◆ Work task ◆
Exactly those lines running from the one containing "house in the photo above." to the end of the material are to be printed, and no others.

• • • • • • •

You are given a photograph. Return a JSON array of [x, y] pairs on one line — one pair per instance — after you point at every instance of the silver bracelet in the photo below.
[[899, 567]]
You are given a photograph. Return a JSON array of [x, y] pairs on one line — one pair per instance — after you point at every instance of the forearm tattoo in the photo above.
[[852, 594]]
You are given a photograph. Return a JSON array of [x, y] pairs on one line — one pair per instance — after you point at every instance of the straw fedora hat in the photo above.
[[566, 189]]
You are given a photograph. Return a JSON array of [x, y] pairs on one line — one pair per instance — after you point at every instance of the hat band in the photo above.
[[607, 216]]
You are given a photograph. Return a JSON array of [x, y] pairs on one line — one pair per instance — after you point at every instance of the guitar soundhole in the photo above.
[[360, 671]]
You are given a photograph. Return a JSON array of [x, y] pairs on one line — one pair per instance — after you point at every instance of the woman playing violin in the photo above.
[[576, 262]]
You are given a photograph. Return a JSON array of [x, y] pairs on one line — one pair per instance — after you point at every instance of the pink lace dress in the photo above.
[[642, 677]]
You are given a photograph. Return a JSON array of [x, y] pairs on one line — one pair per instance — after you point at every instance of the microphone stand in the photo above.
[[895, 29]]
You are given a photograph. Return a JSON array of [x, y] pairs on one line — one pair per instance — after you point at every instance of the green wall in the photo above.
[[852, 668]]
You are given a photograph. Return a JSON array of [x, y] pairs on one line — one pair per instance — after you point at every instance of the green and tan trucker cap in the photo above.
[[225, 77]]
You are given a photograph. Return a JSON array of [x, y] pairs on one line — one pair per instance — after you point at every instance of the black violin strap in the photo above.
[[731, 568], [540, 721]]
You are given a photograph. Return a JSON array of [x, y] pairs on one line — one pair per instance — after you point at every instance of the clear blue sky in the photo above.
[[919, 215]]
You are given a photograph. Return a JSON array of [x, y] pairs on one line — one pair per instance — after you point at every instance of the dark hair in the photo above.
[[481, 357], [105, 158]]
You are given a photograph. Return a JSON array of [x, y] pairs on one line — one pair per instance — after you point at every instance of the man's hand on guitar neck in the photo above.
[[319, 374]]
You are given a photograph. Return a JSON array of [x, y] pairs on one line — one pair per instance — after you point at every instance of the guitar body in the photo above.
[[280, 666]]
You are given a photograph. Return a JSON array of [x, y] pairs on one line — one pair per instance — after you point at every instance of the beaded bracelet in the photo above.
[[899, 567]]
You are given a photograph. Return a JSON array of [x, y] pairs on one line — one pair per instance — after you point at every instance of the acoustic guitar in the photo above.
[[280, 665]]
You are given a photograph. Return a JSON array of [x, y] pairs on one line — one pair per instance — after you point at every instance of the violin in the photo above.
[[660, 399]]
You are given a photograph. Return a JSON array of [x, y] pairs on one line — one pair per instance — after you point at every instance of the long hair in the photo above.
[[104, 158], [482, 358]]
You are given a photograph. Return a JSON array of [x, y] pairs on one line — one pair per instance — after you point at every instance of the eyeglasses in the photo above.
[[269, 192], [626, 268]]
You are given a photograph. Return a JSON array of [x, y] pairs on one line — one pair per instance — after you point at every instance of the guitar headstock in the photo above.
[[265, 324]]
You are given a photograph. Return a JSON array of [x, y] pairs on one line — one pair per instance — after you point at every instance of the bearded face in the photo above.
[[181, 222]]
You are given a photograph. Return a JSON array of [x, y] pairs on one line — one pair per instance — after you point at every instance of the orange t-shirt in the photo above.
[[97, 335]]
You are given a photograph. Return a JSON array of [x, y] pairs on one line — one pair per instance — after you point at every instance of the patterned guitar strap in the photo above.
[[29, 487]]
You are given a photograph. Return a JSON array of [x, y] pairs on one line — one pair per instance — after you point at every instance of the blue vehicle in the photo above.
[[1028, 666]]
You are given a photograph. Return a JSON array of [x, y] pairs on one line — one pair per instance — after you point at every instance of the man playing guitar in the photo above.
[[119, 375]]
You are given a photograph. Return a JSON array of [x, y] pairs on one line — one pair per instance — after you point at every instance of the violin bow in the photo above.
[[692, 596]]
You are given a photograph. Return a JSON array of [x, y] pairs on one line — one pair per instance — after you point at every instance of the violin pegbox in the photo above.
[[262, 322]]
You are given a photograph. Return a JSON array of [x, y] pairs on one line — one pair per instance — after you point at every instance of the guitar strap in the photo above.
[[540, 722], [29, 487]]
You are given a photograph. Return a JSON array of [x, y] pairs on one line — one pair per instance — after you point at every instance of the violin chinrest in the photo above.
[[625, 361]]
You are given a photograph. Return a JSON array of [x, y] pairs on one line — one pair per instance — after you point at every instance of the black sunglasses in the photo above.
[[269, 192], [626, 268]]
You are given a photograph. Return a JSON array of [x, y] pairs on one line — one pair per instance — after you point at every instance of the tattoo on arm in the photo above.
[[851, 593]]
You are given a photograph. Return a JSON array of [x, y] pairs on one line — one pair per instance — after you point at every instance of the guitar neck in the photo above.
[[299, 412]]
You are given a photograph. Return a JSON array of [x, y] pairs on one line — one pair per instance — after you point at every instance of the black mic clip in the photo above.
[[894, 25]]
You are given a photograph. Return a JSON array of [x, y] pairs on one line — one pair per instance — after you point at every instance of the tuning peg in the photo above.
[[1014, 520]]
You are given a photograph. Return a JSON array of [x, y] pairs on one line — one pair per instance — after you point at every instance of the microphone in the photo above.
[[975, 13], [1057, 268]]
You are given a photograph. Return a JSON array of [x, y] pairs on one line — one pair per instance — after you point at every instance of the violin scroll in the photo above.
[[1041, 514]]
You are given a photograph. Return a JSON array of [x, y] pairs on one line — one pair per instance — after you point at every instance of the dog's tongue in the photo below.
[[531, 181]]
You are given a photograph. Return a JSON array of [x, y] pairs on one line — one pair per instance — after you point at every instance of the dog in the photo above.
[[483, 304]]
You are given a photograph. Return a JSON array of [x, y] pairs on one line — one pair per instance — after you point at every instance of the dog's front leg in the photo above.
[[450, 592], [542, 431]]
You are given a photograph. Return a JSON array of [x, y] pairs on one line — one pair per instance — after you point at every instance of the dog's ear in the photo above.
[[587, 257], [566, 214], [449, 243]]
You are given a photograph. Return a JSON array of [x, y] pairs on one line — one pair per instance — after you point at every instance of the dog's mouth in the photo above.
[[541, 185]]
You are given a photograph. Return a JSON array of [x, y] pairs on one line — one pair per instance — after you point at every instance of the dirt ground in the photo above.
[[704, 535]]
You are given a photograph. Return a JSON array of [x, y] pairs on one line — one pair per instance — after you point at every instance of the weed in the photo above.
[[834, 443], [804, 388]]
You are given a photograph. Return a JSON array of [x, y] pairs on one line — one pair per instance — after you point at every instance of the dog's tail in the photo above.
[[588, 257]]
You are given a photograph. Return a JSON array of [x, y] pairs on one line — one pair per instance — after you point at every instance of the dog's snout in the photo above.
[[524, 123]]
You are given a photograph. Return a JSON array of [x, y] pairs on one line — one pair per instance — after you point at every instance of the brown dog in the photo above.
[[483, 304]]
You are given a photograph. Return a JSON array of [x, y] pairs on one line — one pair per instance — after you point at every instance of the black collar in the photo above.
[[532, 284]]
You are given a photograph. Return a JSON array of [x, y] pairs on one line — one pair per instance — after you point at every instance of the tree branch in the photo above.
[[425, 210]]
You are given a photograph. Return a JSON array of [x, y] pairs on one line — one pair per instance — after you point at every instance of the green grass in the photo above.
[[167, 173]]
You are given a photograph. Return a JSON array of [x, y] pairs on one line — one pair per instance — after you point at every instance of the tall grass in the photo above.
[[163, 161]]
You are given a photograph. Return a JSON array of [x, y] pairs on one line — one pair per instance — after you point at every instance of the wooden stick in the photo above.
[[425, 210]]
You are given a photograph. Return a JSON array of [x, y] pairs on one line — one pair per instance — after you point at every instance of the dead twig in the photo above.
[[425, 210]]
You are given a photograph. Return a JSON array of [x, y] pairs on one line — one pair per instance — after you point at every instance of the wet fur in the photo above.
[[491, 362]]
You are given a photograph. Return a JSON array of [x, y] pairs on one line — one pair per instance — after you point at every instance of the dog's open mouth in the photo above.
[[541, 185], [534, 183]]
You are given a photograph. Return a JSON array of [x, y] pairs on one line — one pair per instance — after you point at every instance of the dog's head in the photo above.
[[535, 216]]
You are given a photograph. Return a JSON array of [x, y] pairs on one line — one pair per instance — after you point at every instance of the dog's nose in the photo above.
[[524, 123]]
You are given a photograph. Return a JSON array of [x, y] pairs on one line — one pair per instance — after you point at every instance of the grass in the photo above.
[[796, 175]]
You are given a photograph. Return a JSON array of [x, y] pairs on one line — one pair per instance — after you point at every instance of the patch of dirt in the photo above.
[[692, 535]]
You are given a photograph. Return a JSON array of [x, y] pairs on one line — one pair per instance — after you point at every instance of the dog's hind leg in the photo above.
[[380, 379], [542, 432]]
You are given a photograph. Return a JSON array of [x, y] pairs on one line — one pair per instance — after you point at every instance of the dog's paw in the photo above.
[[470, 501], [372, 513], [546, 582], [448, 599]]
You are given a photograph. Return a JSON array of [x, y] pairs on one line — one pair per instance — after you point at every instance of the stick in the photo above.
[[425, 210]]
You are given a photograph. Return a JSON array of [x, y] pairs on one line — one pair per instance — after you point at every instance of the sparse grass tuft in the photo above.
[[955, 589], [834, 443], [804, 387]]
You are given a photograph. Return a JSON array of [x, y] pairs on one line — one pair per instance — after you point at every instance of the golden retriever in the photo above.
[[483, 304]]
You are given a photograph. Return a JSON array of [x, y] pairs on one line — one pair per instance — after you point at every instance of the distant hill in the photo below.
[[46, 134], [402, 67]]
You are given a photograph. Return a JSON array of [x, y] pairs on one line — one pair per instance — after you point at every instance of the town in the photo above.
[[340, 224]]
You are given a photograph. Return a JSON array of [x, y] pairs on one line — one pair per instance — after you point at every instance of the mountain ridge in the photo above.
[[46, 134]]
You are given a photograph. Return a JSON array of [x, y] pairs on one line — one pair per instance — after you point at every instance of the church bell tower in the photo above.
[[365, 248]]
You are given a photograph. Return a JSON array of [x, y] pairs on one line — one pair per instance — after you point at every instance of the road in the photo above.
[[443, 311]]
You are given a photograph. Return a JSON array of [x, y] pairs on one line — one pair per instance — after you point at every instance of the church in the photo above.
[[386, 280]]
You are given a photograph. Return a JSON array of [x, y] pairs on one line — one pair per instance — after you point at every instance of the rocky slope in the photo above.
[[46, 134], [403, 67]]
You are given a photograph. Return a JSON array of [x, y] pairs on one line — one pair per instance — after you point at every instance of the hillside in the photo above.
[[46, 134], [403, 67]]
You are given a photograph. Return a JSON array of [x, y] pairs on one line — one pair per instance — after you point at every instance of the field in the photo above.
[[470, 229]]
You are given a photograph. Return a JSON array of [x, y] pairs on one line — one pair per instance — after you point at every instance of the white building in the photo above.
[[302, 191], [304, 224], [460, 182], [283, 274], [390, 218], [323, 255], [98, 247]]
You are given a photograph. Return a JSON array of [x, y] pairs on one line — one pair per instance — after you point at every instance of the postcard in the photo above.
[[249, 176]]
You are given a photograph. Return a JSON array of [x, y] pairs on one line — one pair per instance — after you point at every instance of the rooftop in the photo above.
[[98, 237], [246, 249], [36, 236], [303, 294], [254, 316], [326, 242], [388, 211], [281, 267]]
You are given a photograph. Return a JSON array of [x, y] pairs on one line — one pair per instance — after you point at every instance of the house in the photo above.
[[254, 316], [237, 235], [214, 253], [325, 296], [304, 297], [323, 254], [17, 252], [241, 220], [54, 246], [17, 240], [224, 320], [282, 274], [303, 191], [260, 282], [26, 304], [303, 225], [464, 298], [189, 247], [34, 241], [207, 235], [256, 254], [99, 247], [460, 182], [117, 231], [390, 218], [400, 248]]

• • • • • • •

◆ Task response ◆
You are given a photograph. Return a JSON array of [x, y] pairs on one line — one pair per instance — after you point at every instance of the house in the photo above.
[[254, 316], [237, 235], [214, 253], [325, 296], [304, 297], [323, 254], [17, 252], [241, 220], [54, 246], [17, 240], [224, 320], [282, 274], [303, 191], [260, 282], [26, 304], [303, 225], [464, 298], [189, 247], [34, 241], [207, 235], [256, 254], [99, 247], [460, 182], [117, 231], [390, 218], [400, 248]]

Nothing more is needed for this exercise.